● Set exercise: Present the rows below as a Markdown table with two columns, Row for the row number and Line for its text. Omit blank lines and pictures.

#### Input records ####

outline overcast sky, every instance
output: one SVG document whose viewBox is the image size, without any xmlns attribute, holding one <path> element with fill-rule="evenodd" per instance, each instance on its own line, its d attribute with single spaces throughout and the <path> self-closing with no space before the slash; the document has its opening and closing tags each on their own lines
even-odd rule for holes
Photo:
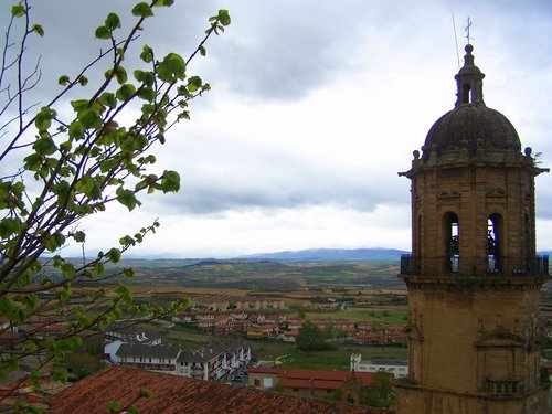
<svg viewBox="0 0 552 414">
<path fill-rule="evenodd" d="M 40 93 L 47 95 L 59 75 L 97 53 L 93 32 L 107 12 L 129 17 L 134 2 L 34 3 L 46 32 L 33 47 L 43 54 Z M 86 248 L 108 248 L 159 217 L 160 231 L 134 255 L 410 250 L 410 182 L 396 172 L 408 169 L 412 151 L 454 105 L 452 12 L 460 51 L 466 17 L 474 20 L 487 106 L 503 113 L 522 146 L 542 151 L 550 166 L 551 4 L 176 0 L 148 21 L 137 46 L 187 55 L 211 14 L 227 8 L 232 17 L 190 71 L 213 89 L 157 151 L 162 169 L 180 172 L 182 189 L 144 197 L 139 211 L 112 208 L 88 220 Z M 552 248 L 550 180 L 537 178 L 539 250 Z"/>
</svg>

####

● Exercise response:
| Row | Line |
|---|---|
| 1 | outline overcast sky, every instance |
| 2 | output: one SVG document whose viewBox is the image size, without any xmlns attribute, holding one <path> element with fill-rule="evenodd" per instance, each instance on its own line, its d attribute with single spaces throughout and the <path> self-closing with no space before the slash; the document has its opening and closing tags each on their own lines |
| 3 | even-odd rule for holes |
| 4 | Photo: |
| 5 | <svg viewBox="0 0 552 414"> |
| 6 | <path fill-rule="evenodd" d="M 40 93 L 47 95 L 59 75 L 97 53 L 93 32 L 107 12 L 129 17 L 134 2 L 34 3 L 46 32 L 33 47 L 43 54 Z M 86 248 L 108 248 L 159 217 L 160 231 L 134 255 L 410 250 L 410 182 L 396 172 L 408 169 L 412 151 L 454 105 L 452 12 L 460 51 L 466 17 L 474 20 L 487 106 L 503 113 L 522 146 L 542 151 L 550 166 L 551 4 L 176 0 L 148 21 L 137 46 L 187 55 L 211 14 L 227 8 L 232 17 L 190 71 L 213 89 L 157 151 L 162 169 L 180 172 L 182 189 L 144 197 L 139 211 L 112 208 L 88 220 Z M 552 248 L 550 180 L 537 178 L 539 250 Z"/> |
| 7 | </svg> |